- Supplied entries
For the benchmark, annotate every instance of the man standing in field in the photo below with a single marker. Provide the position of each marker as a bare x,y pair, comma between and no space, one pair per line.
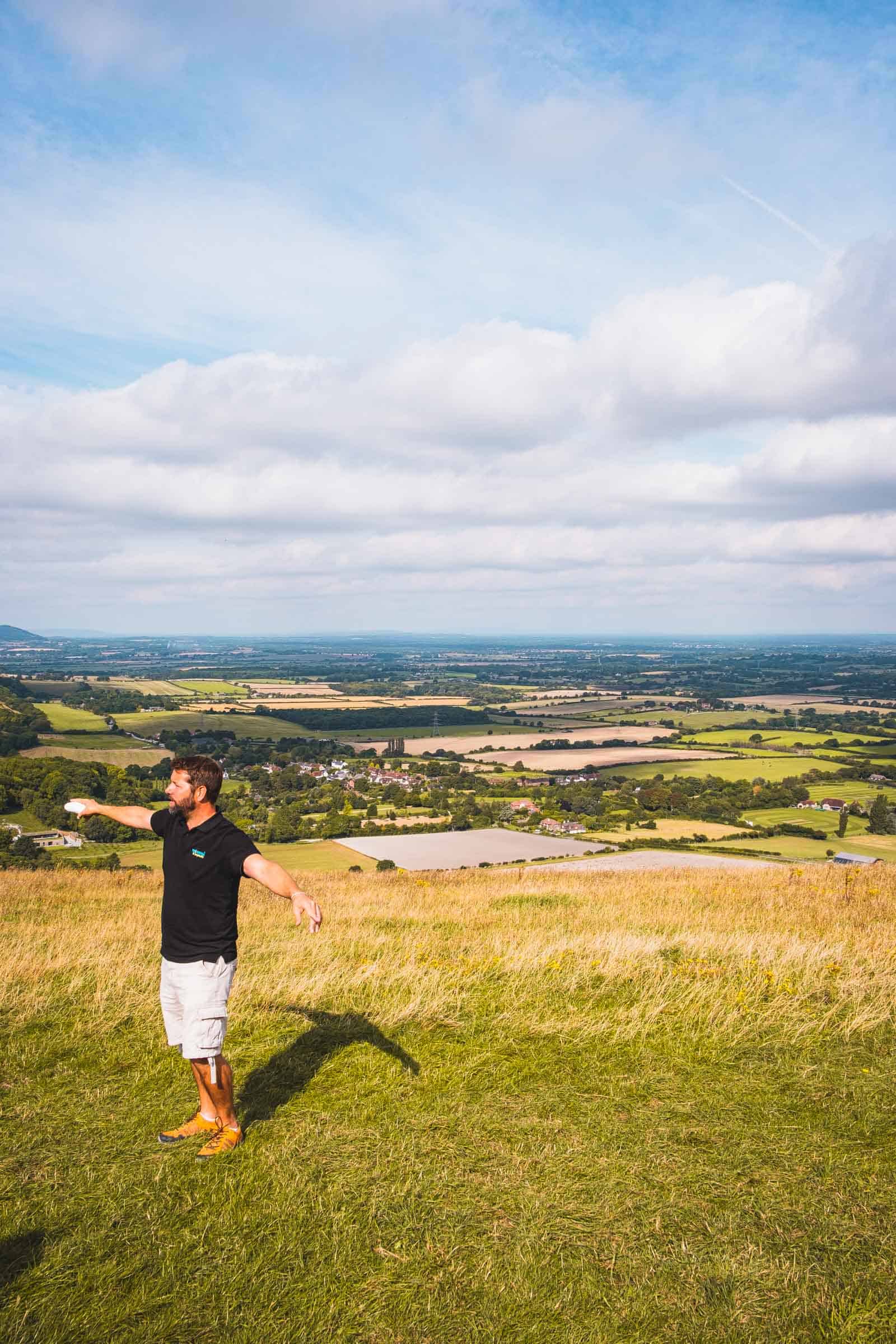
204,855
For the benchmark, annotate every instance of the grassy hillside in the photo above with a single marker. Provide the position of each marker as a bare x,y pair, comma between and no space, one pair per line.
548,1108
244,725
773,768
318,857
65,718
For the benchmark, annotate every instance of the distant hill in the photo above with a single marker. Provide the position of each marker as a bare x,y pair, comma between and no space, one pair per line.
12,635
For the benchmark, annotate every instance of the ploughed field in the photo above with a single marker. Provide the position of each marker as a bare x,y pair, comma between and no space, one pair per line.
508,1105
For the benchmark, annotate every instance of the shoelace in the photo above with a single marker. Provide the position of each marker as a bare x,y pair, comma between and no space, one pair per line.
218,1139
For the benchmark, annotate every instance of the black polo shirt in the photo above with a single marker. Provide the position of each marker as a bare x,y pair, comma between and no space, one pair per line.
202,885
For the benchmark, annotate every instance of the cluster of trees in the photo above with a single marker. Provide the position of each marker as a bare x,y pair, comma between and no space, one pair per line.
22,852
21,722
41,787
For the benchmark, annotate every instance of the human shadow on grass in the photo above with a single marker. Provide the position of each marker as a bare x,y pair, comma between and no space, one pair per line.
287,1073
19,1254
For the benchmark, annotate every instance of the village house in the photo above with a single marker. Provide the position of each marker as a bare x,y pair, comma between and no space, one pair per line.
567,828
54,839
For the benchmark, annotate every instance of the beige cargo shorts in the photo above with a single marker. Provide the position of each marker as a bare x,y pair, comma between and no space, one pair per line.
194,1005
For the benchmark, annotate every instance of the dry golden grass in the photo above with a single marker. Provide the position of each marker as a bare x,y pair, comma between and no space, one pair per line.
778,953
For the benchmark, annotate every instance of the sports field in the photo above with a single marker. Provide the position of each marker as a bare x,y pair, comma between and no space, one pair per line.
544,1107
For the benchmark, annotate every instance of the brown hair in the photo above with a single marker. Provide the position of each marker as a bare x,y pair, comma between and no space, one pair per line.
202,771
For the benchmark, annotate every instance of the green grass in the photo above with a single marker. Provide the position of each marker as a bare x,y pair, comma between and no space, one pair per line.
112,741
695,722
66,720
22,818
244,725
799,848
827,822
749,768
214,687
783,738
851,791
473,1175
315,857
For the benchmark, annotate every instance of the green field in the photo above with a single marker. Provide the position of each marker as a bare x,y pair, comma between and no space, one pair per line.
695,722
312,857
68,720
800,850
506,1108
244,725
213,687
827,822
146,686
850,791
81,741
749,768
783,738
23,819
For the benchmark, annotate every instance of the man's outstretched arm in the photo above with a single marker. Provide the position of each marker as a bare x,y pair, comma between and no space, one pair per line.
139,818
280,882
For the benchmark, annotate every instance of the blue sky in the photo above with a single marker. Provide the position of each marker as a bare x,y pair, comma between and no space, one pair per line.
531,318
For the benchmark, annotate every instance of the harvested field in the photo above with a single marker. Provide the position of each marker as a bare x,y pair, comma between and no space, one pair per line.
521,740
820,702
649,861
574,760
320,689
463,848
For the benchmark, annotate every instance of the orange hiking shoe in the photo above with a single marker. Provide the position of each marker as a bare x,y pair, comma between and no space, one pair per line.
195,1126
223,1141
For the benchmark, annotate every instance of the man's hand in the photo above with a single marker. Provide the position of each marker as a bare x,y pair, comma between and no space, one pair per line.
280,882
89,807
304,904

- Your objective
Rewrite the part of the rows that begins with the line containing "the man's outstretched" and ends with the last row, requests included. Multiply every marker coordinate in the answers by 0.5 and round to whole numbers, with halves going up.

- The output
For the benchmark, annotate every instance of the man's outstretched arm in the photo above with a single marker. Provide the position of each marker as a bare x,y pair, comma between and no space, one pair per line.
70,409
140,441
For the benchmark, annotate every instance of the blue sky in the photo above with a single marker. Provide the position of each marker as a bare x,y pair, comma between and no space, one pair per line.
266,159
For the benchmark, annotate every instance of the harvested field in the photo above with a single marker. Provide the position of each marker as a bare x,y pair, comma between and no space, one pair per line.
261,370
410,351
325,431
287,380
160,345
232,424
For the benchmark, annotate every instance of the orange hiking shoe in the photo above with a single marker. Provide the position of each marker as a bare x,y pair, comma between and no space, one pair per line.
98,563
112,571
For the benchmark, annotate every instance of the man's hand in the photo above with a single marker. Provide the position of each marker as a bare x,y pair, comma between and no space, one pair per line.
140,441
45,404
152,452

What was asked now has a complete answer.